-------- DOCUMENT --------
Congratulations on that! Turning
now to the book, you have been writing about Alan Banks for quite a
while and Bad Boy is the
nineteenth. Whilst he
(Banks) has aged, it’s not in the same timeline that
you’ve been writing. How
do you handle ageing him, but not too much to keep him working?
The books
usually appear a year apart, but the
cases may only take place a few months, or even weeks, apart, so Banks
doesn’t
age a full year between books. Of course, the books do take place at
pretty
much the time I’m writing them, so some of the music Banks
listens to wasn’t
actually out by then! It may confuse some people, but it
doesn’t confuse me.
There’s real time and there’s fictional time. Banks
is a fictional character,
so he lives in fictional time.
He’s had various female
friends and is, in my opinion, slightly vulnerable in that way, against
the
hard shell that he needs to have to be the type of policeman he is. Did
you
intend for that to happen, or was it part of the character development?
None of
it was planned. Banks’ vulnerability
arises naturally and develops over time. But he’s also
resilient and manages to
bounce back. I realised I had given him a very hard time over the past
few
books, so he deserved a holiday at the beginning of Bad
Boy!
-------- DATA FOR THIS TASK --------
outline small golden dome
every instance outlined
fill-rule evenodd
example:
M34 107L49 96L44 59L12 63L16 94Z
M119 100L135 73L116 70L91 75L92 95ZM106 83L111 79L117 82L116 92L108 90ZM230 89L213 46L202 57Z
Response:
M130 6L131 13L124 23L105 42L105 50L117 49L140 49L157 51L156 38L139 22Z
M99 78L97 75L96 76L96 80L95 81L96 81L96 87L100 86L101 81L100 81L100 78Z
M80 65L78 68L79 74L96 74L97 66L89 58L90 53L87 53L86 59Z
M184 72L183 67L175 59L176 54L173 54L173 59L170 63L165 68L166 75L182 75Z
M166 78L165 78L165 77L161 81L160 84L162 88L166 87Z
--------
DIRECTIVES:
a - For each statement about the interview, answer yes or no depending on whether it agrees with the text, and quote the words that decide it. (i) Bad Boy is the nineteenth book about Alan Banks. (ii) Banks ages a full year from one book to the next. (iii) The author planned Banks' vulnerability from the start.
b - Retype every line of the records without changing anything.
The interview and the records come from unrelated sources.

SOLVED PROBLEMS:
a -
(i) Yes: "Bad Boy is the nineteenth."
(ii) No: "Banks doesn’t age a full year between books."
(iii) No: "None of it was planned."

b -
outline small golden dome
every instance outlined
fill-rule evenodd
example:
M34 107L49 96L44 59L12 63L16 94Z
M119 100L135 73L116 70L91 75L92 95ZM106 83L111 79L117 82L116 92L108 90ZM230 89L213 46L202 57Z
Response:
M130 6L131 13L124 23L105 42L105 50L117 49L140 49L157 51L156 38L139 22Z
M99 78L97 75L96 76L96 80L95 81L96 81L96 87L100 86L101 81L100 81L100 78Z
M80 65L78 68L79 74L96 74L97 66L89 58L90 53L87 53L86 59Z
M184 72L183 67L175 59L176 54L173 54L173 59L170 63L165 68L166 75L182 75Z
M166 78L165 78L165 77L161 81L160 84L162 88L166 87Z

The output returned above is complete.